[Start Source document]
X

DOJ says AT&T-Time Warner merger will raise pay-TV prices

In the trial to block AT&T’s $85 billion merger with Time Warner, the government argues in its opening statement that consumers will pay more for TV if the deal goes through.

Marguerite Reardon Former senior reporter
Marguerite Reardon started as a CNET News reporter in 2004, covering cellphone services, broadband, citywide Wi-Fi, the Net neutrality debate and the consolidation of the phone companies.
Marguerite Reardon
4 min read
Kena Betancur/Getty Images

Consumers can expect heftier bills for TV service if AT&T is allowed to buy Time Warner. That's according to a lawyer for the US Justice Department, who delivered opening remarks in Washington on Thursday during the federal trial to stop the $85 billion merger.

Long lines formed to get into the building where AT&T CEO Randall Stephenson, Time Warner CEO Jeff Bewkes and Justice Department antitrust chief Makan Delrahim came to hear the opening statements in what many experts say is one of the most important antitrust cases in years.

Time Warner CEO Jeff Bewkes arrives Thursday for opening statements in the antitrust trial seeking to block the merger of AT&T and Time Warner.

Time Warner CEO Jeff Bewkes arrives Thursday for opening statements in the antitrust trial seeking to block the merger of AT&T and Time Warner. 

Jim Watson/Getty Images

The Justice Department's main argument against the merger is that it will lead to higher prices for consumers and hurt competition in the pay-TV market. The government's lawyer said the merger could lead to consumers paying at least $400 million more for pay TV.

The Justice Department says the reason is that AT&T, which owns satellite TV provider DirecTV, would likely charge its cable competitors more to carry Time Warner channels, like TNT, which has rights to live sports coverage such as the NCAA basketball tournament, and HBO, which owns popular shows like "Game of Thrones."

"If the merger goes forward, consumers all across America will be worse off as a result," Justice Department lawyer Craig Conrath said, according to a report from The Wall Street Journal. Conrath also argued that AT&T would lessen competition and innovation by using content from Time Warner as a weapon to run competitors out of business.

"Time Warner would be a weapon for AT&T because AT&T's competitors need Time Warner," Conrath said, according to Reuters.

The lawyer defending AT&T and Time Warner in the lawsuit, Daniel Petrocelli, called the government's claims "preposterous." He said the Justice Department's thinking on competition was "fundamentally stuck in the past" and that its arguments were "divorced from reality," according to a report from Reuters.
[End Source document]
[Start Task inputs]
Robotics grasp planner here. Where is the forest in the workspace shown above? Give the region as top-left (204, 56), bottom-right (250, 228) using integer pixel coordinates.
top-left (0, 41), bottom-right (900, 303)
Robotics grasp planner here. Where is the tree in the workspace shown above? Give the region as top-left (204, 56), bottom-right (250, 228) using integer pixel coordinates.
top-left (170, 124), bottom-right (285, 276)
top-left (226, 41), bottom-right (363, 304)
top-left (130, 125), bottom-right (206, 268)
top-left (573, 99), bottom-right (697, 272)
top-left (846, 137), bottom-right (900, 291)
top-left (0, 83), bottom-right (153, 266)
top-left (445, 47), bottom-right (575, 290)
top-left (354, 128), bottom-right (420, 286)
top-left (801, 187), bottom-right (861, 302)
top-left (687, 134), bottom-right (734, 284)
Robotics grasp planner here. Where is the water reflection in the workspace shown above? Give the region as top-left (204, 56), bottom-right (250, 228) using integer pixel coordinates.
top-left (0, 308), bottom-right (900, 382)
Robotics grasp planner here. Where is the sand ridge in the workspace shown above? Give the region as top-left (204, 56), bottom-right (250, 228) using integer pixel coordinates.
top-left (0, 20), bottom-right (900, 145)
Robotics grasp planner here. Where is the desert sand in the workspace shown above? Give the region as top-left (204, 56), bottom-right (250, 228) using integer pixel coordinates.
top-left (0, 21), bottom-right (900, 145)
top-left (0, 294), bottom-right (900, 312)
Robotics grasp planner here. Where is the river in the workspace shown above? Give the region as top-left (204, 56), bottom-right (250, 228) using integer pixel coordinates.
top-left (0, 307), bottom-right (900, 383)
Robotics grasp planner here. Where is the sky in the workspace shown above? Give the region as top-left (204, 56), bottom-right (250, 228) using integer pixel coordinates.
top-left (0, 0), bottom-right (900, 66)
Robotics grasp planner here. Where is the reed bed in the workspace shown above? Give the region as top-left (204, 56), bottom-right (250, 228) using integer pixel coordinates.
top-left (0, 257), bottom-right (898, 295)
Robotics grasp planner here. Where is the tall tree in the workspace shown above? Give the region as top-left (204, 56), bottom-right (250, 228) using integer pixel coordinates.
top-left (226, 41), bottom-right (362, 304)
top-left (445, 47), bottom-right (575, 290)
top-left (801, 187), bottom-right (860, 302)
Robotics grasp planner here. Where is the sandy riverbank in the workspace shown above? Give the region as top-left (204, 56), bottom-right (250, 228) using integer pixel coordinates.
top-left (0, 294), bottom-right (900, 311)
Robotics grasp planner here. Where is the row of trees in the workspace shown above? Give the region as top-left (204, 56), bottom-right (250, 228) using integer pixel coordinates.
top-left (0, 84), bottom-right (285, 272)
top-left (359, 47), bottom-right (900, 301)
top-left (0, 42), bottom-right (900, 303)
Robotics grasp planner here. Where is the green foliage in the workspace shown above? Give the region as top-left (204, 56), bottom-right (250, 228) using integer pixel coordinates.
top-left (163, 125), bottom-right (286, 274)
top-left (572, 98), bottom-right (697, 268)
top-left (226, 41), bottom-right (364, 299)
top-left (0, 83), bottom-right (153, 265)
[End Task inputs]
→ **What to work on**:
1 > Print everything in the merger article from "In the trial" down to "the $85 billion merger.".
2 > Add 138 to every coordinate in the answers, then write out everything in the rows from the start of the rows down to the line containing "top-left (0, 0), bottom-right (900, 66)", requests included, and nothing more.
The article and the rows were drawn from unrelated sources.

→ **Complete answers**:
1 >
In the trial to block AT&T’s $85 billion merger with Time Warner, the government argues in its opening statement that consumers will pay more for TV if the deal goes through.

Marguerite Reardon Former senior reporter
Marguerite Reardon started as a CNET News reporter in 2004, covering cellphone services, broadband, citywide Wi-Fi, the Net neutrality debate and the consolidation of the phone companies.
Marguerite Reardon
4 min read
Kena Betancur/Getty Images

Consumers can expect heftier bills for TV service if AT&T is allowed to buy Time Warner. That's according to a lawyer for the US Justice Department, who delivered opening remarks in Washington on Thursday during the federal trial to stop the $85 billion merger.

2 >
Robotics grasp planner here. Where is the forest in the workspace shown above? Give the region as top-left (204, 56), bottom-right (250, 228) using integer pixel coordinates.
top-left (138, 179), bottom-right (1038, 441)
Robotics grasp planner here. Where is the tree in the workspace shown above? Give the region as top-left (204, 56), bottom-right (250, 228) using integer pixel coordinates.
top-left (308, 262), bottom-right (423, 414)
top-left (364, 179), bottom-right (501, 442)
top-left (268, 263), bottom-right (344, 406)
top-left (711, 237), bottom-right (835, 410)
top-left (984, 275), bottom-right (1038, 429)
top-left (138, 221), bottom-right (291, 404)
top-left (583, 185), bottom-right (713, 428)
top-left (492, 266), bottom-right (558, 424)
top-left (939, 325), bottom-right (999, 440)
top-left (825, 272), bottom-right (872, 422)
Robotics grasp planner here. Where is the water reflection in the workspace shown above? Give the region as top-left (204, 56), bottom-right (250, 228) using integer pixel coordinates.
top-left (138, 446), bottom-right (1038, 520)
Robotics grasp planner here. Where is the sand ridge in the workspace shown above? Give the region as top-left (204, 56), bottom-right (250, 228) using integer pixel coordinates.
top-left (138, 158), bottom-right (1038, 283)
Robotics grasp planner here. Where is the desert sand in the workspace shown above? Give the region as top-left (204, 56), bottom-right (250, 228) using integer pixel coordinates.
top-left (138, 159), bottom-right (1038, 283)
top-left (138, 432), bottom-right (1038, 450)
Robotics grasp planner here. Where is the river in the workspace shown above? Give the region as top-left (204, 56), bottom-right (250, 228) using integer pixel coordinates.
top-left (138, 445), bottom-right (1038, 521)
Robotics grasp planner here. Where is the sky in the workspace shown above? Give the region as top-left (204, 56), bottom-right (250, 228) using integer pixel coordinates.
top-left (138, 138), bottom-right (1038, 204)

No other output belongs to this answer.